What needs to be done:
Resume the piece below about lost baseballs from baseball history, picking up right after its last sentence.

::: Text excerpt

Some Lost Balls of Baseball History

Every baseball put to full use itself also is ready to reveal a larger world to the user.

Christmas always does this to me. I simply don’t write about it every Christmas. This year I will.

It’s my list of the lost significant baseballs in history that could have been retrieved, saved, and collected, but were not.

Why they weren’t collected is easy enough to explain. During most of the early 20th century, baseballs were little more than game equipment. The umpire would roll one out to start a game and it would stay in play pretty much as long as it was find-able,  no matter how brown, grass-stained, or scuffed its cover became from contact with bats, walls, the ground, and various tools the pitchers may have used to make it float to the plate funny.

As for foul balls, some clubs even used staff to pursue the return of foul balls in the name of economy. The rest fell into the hands of fans, along with the few home runs that left the parks in flight early on – and many of the latter group were street kids who continued to play with them until their covers disappeared.

As a result, some famous balls in baseball history, as we only recently have proclaimed them to be, are now lost to wonderment over their current whereabouts, indeed, if they even have any such survival as material entities.

The Merkle Boner Play ball is a shining example. When Fred Merkle of the Giants failed to complete his run from 1st to 2nd on a hit up the middle that appeared to have won the game for his club over the Cubs, just to save time getting off the field, Evers of the Cubs called for the bal so he could make a force play on Merkle and negate the fatal play. Evers succeeded, but there was a level of doubt as to whether the ball used was actually the true game ball. Some Giants said that they saw on of the Cubs throwing the true ball into the stands – where a fan supposedly grabbed it and ran away. As you probably know, the Cubs won the argument and the replay game that gave them the 1908 pennant, the World Series, and possibly a curse against the Cubs winning again for another 108 years. I’ve always just wondered about the fan who may have gotten the real ball. If he did, what did he do with it? Did he give it to his kid for street ball destruction? Did he throw it in the garbage? Or is it sitting in a nest of cobwebs and dust on an attic shelf in someone’s ancient NYC domicile to this very day. If it is, we’ll never know. The thing can’t speak for itself without help.

::::::
::: Records

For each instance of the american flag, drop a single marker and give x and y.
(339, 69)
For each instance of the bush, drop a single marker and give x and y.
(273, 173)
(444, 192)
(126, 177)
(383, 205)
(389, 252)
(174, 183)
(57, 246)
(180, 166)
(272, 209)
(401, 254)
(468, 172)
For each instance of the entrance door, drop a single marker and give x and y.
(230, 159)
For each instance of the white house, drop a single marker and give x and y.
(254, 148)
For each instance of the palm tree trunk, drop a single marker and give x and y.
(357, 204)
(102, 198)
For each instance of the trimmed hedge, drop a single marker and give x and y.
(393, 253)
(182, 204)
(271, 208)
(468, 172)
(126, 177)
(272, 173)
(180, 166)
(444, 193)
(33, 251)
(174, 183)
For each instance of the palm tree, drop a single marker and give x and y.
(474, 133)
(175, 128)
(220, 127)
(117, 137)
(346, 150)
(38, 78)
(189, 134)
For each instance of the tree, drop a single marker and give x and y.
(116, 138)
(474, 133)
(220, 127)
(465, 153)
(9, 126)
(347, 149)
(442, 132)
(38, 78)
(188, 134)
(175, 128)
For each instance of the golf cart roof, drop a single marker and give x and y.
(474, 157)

::::::
::: Records

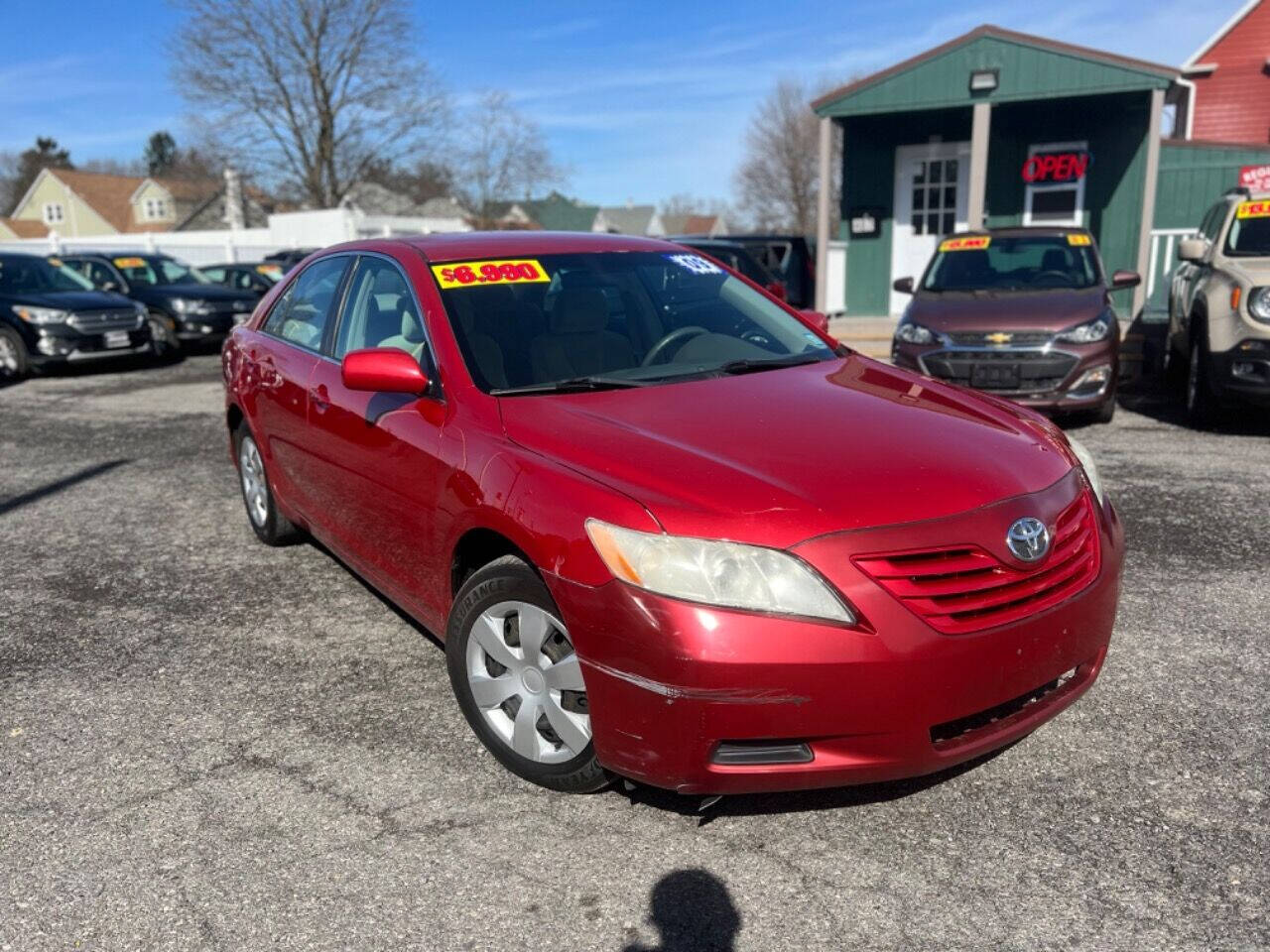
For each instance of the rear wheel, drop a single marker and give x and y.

::::::
::: Records

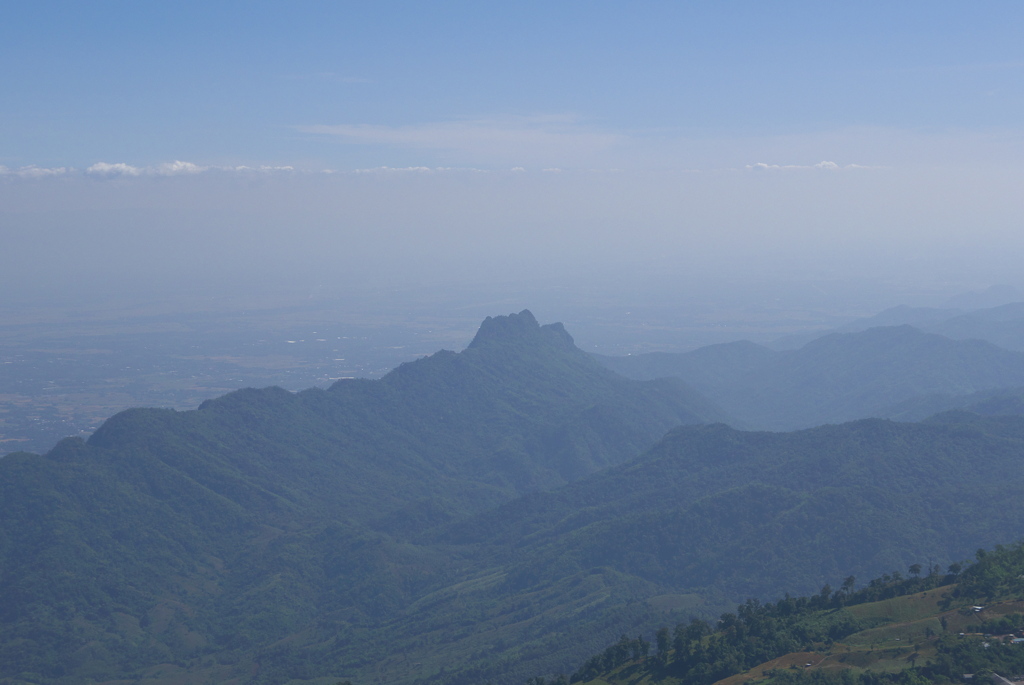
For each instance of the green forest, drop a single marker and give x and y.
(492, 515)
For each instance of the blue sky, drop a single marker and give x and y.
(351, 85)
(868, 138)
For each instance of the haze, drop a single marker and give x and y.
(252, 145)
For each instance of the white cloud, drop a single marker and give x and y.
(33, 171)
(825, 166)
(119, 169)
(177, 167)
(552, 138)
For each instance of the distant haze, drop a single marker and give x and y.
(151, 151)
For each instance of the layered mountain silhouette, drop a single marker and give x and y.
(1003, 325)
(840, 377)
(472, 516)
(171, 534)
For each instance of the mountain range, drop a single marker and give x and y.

::::::

Output:
At any rate, here’s my list. I would exprect you list, longer or shorter, would include some of these, but be different from my picks:

PECAN PARK EAGLE LIST OF LOST SIGNIFICANT BASEBALLS

1) (1903) FIRST PITCH OF THE VERY FIRST WORLD SERIES

2) (1908) FRED MERKLE BONER PLAY GAME

3) (1927) BABE RUTH’S 60TH HOME RUN

4) (1932) BABE RUTH’S CALLED SHOT IN THE WORLD SERIES

5) (1938) LAST PITCH IN EACH OF JOHNNY VANDER MEER’S BACK-TO-BACK NO HITTERS.

6) (1951) BOBBY THOMSON’S SHOT HEARD ROUND THE WORLD

7) (1956) LAST PITCH IN DON LARSEN’S PERFECT WORLD SERIES GAME WIN

8) (1960) BILL MAZEROSKI’S WALK-OFF HR BALL IN WORLD SERIES GAME 7

9) (1962) BOBBY SHANTZ’S FIRST PITCH FOR HOUSTON AS AN MLB CLUB

10) (1965) MICKEY MANTLE’S FIRST HR IN ASTRODOME

11) (2005) FO-9 TO JASON LANE THAT CLINCHED HOUSTON’S FIRST PENNANT

12) (2007) CRAIG BIGGIO’S HIT # 3,000

13) (2017) MARWIN GONZALEZ’S HR IN GAME 2 OF WORLD SERIES

14) (2017) ALEX BREGMAN’S WALK-OFF SINGLE IN GAME 5 OF WORLD SERIES

15) (2017) GEORGE SPRINGER’S HR IN GAME 7 OF WORLD SERIES

16) (2017) ALTUVE-TO-GURRIEL 4-3 PLAY THAT CLINCHED ASTROS 1ST WS WIN

 

WHAT HAPPENED TO THESE ITEMS?

Although much more may be known separately about each, we have nothing concrete to present you here today. We have read reports about the 1908 Merkle ball being thrown into the Polo Grounds stands and carried away by an assumed fan, but we’ve never run across any leads that connect from there. – Even if there had been, the lowly baseball wasn’t valued as a collector’s item in those early days. It was an item of utility. If it made it out of the ballpark at all that zany day in New York, it probably lived out the rest of its brief life collecting scuff marks from the sidewalks thereof.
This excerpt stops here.